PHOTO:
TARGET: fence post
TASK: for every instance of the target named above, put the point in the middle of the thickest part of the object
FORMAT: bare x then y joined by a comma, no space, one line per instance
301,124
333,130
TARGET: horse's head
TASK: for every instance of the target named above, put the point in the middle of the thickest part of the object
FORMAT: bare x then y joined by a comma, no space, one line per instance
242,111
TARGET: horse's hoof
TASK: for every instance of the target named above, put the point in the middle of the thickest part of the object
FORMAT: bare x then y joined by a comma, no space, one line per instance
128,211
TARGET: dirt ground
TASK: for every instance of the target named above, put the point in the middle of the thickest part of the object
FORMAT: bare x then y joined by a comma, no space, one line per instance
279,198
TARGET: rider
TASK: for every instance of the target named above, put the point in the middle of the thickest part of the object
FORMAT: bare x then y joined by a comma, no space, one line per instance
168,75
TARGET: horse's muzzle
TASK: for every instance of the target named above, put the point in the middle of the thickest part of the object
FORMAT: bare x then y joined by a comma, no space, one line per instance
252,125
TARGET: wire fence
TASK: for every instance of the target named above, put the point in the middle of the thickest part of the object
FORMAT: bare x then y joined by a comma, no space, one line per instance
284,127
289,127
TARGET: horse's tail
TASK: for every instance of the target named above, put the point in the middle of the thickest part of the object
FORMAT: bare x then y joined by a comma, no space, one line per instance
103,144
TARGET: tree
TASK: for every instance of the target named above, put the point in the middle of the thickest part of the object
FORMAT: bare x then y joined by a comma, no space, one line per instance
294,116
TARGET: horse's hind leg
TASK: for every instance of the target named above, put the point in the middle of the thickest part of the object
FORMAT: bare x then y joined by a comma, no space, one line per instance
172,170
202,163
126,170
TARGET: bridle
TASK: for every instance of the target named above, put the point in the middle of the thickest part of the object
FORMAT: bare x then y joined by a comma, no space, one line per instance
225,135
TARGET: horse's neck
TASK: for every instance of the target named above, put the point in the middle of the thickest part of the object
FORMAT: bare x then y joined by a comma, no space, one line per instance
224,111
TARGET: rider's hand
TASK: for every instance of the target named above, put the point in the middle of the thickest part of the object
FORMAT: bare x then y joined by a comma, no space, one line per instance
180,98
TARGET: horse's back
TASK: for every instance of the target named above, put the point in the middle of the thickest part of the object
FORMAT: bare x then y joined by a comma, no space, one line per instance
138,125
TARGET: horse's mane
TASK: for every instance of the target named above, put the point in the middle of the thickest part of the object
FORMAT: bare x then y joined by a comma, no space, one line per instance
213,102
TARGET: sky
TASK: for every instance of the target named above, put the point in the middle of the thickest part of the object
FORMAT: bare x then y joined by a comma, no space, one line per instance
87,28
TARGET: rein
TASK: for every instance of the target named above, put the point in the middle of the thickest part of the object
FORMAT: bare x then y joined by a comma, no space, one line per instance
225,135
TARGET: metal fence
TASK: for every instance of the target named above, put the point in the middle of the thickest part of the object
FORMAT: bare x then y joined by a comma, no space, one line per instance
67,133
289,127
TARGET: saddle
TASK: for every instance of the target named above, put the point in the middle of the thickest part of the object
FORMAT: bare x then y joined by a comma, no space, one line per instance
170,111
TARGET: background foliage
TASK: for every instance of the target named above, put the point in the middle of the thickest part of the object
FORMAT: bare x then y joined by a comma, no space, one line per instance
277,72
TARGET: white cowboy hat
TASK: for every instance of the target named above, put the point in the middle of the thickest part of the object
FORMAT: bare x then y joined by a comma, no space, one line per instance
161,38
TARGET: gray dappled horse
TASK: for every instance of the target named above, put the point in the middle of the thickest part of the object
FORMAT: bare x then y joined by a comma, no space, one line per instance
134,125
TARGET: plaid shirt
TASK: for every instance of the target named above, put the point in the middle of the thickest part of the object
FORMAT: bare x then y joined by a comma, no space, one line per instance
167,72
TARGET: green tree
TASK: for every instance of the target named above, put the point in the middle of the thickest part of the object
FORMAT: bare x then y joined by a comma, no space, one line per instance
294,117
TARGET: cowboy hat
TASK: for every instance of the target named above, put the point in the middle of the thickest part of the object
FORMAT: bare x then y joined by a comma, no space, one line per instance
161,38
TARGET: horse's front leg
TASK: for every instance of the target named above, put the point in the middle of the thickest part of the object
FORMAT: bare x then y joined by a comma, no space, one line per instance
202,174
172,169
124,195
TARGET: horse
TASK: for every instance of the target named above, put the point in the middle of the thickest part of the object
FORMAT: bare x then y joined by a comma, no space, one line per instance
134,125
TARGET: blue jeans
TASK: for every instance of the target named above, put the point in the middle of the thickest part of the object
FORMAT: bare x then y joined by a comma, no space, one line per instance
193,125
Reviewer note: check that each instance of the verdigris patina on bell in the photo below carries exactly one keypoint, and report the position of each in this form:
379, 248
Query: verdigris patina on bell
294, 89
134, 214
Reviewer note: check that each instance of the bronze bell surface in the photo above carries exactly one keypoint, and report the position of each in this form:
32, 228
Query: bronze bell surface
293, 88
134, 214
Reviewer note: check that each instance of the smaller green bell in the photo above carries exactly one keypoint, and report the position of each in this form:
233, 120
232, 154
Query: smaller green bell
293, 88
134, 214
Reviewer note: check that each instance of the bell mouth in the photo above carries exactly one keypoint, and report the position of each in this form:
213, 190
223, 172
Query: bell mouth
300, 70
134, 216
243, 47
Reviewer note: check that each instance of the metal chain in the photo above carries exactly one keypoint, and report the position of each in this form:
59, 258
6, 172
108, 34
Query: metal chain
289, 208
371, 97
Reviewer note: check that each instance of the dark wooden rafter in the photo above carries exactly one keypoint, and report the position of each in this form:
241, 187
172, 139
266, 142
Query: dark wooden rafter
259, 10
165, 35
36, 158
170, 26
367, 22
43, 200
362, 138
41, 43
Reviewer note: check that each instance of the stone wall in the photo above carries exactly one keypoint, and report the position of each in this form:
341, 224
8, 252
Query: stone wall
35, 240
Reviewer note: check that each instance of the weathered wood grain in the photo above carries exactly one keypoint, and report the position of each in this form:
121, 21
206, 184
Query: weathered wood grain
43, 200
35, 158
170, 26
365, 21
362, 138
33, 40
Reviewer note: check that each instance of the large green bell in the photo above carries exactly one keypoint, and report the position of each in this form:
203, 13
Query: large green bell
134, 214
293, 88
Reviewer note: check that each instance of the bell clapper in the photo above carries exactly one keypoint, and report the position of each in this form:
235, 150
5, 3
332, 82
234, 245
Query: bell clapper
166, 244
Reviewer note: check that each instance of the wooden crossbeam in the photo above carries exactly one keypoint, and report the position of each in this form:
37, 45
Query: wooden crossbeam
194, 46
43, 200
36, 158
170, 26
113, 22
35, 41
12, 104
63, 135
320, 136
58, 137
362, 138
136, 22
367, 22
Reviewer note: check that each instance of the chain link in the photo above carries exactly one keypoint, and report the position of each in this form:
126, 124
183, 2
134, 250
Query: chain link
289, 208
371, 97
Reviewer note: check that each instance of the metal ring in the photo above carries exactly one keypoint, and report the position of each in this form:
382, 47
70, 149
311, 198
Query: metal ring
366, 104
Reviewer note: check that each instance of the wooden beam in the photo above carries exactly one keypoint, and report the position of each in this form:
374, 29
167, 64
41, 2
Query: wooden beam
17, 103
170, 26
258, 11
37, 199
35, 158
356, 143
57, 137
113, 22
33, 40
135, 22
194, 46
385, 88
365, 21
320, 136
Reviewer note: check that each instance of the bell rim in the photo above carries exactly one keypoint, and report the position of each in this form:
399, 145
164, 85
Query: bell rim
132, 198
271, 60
___
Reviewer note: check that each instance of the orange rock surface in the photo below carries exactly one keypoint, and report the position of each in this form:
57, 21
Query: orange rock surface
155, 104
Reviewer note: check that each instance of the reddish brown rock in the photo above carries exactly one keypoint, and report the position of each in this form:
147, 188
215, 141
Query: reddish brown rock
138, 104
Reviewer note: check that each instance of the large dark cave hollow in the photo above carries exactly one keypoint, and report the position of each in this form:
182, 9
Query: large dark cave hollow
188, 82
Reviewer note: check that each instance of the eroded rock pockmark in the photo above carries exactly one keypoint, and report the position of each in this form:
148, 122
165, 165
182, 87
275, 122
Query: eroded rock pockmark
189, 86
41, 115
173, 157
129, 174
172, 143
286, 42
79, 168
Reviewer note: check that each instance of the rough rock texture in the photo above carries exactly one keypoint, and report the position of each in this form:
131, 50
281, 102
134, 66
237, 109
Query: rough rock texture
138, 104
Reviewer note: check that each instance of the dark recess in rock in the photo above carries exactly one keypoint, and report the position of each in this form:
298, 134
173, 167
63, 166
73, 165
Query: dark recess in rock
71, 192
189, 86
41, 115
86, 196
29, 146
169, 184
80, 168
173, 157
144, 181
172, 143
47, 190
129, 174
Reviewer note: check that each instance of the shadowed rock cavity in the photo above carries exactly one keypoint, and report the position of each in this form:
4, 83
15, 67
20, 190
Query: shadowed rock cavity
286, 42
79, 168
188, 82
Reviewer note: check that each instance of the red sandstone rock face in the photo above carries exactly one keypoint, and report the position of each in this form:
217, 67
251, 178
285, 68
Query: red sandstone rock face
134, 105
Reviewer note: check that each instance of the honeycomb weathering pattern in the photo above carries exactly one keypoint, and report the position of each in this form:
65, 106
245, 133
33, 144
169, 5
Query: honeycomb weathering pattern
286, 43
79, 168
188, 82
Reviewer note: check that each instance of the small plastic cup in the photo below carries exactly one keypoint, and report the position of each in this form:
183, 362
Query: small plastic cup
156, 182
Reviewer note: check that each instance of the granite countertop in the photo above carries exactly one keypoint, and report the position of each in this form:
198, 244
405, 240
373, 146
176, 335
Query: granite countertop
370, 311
___
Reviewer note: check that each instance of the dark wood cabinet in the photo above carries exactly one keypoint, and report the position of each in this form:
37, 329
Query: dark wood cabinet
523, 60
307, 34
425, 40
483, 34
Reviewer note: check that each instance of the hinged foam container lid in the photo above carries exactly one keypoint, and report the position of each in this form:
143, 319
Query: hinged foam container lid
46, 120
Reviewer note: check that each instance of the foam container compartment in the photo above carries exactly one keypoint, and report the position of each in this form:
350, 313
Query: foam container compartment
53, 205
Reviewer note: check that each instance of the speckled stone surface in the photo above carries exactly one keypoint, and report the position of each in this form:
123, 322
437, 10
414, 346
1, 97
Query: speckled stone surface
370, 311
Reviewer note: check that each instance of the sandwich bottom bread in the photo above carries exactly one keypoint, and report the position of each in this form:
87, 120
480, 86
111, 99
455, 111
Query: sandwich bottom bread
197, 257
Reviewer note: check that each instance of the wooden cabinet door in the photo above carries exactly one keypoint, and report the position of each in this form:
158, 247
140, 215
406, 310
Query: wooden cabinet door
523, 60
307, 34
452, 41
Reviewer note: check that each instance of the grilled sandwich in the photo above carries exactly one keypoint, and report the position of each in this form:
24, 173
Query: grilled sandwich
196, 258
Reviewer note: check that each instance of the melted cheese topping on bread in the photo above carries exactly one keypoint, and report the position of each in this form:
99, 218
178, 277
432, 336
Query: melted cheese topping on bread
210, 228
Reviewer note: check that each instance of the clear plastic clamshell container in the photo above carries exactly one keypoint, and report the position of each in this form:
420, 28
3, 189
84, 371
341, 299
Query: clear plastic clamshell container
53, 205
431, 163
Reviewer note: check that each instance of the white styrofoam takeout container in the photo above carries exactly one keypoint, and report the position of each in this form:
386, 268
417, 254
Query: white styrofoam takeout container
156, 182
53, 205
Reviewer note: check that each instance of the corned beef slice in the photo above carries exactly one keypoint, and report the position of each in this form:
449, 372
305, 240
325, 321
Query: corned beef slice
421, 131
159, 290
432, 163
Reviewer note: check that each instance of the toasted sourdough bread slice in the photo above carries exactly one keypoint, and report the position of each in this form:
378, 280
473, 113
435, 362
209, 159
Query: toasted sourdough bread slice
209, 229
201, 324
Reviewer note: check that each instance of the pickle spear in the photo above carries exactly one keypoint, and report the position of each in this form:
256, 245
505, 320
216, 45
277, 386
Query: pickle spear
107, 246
___
__Assignment__. In the listing above, find each line with "cowboy" and copy it.

__Solution to the exercise__.
TARGET: white cowboy hat
TARGET: cowboy hat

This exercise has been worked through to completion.